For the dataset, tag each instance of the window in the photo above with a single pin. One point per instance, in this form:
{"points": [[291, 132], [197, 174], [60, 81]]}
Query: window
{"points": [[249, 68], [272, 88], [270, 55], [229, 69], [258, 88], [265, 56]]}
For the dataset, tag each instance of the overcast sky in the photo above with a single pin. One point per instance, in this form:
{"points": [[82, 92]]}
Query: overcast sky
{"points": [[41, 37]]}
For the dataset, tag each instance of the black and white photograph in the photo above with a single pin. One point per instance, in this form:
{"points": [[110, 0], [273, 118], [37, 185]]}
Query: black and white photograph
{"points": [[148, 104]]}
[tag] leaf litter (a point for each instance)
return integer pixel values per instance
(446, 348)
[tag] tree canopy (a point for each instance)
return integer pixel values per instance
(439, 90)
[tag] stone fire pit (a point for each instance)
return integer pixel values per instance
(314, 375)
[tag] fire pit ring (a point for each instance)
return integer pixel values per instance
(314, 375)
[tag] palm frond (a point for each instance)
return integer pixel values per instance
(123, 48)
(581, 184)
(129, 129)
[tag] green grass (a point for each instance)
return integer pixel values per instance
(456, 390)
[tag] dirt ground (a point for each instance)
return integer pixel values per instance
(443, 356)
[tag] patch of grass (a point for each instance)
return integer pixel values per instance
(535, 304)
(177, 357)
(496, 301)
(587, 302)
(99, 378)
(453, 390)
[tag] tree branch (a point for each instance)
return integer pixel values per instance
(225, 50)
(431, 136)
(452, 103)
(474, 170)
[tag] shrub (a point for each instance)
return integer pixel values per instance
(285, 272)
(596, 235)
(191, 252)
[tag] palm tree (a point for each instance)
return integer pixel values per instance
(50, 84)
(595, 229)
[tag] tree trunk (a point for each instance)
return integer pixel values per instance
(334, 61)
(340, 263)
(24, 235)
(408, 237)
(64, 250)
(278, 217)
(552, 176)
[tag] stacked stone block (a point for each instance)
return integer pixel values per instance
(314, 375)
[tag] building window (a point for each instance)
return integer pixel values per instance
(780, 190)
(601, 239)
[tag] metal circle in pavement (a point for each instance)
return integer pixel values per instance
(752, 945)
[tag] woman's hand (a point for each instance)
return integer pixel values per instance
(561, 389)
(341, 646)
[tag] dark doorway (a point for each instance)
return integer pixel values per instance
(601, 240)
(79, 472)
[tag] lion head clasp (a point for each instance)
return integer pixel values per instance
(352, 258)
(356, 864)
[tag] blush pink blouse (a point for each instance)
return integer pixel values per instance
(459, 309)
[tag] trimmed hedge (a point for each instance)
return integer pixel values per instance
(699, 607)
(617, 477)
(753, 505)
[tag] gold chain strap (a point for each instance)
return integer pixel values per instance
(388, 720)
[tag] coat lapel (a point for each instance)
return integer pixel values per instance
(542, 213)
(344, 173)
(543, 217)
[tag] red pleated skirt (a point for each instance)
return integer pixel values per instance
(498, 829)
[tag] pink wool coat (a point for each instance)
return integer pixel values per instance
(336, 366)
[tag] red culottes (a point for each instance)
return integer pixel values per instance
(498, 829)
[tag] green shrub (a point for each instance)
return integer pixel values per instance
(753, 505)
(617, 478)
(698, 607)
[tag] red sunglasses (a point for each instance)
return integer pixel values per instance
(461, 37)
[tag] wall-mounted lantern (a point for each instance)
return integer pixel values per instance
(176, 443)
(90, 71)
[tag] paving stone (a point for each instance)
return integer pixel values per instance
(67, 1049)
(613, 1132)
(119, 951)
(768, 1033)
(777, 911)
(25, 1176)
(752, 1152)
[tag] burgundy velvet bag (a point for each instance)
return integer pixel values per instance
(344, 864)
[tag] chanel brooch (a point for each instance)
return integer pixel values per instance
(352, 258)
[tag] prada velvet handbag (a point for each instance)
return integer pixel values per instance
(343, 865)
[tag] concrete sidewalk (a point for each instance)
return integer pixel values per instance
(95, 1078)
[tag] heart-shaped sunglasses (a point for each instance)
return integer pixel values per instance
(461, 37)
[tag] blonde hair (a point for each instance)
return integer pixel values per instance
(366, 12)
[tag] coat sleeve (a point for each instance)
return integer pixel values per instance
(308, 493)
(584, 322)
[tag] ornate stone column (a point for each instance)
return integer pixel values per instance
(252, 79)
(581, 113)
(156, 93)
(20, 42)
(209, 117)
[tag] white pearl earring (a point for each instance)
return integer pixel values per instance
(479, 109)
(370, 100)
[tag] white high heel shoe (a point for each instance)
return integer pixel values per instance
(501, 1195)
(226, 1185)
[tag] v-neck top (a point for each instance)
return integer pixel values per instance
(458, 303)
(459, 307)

◆ GOAL
Repeat, without change, each line of the data above from the one that contains "[tag] coat sleeve (a point for each instance)" through the final line, counting both.

◆ TASK RESULT
[tag] coat sleeve (a point for each instance)
return integer pixel values per instance
(308, 493)
(584, 322)
[tag] ornate stone column (a point for each instance)
return integer pixel values per instance
(252, 79)
(581, 113)
(156, 93)
(20, 42)
(209, 117)
[tag] white pearl earring (a point for each instance)
return integer pixel values per instance
(479, 109)
(370, 100)
[tag] white high heel shoe (a point for each instance)
return integer pixel values per instance
(501, 1195)
(226, 1185)
[tag] v-neck top (a point for each instance)
return integer pixel values per instance
(458, 303)
(459, 307)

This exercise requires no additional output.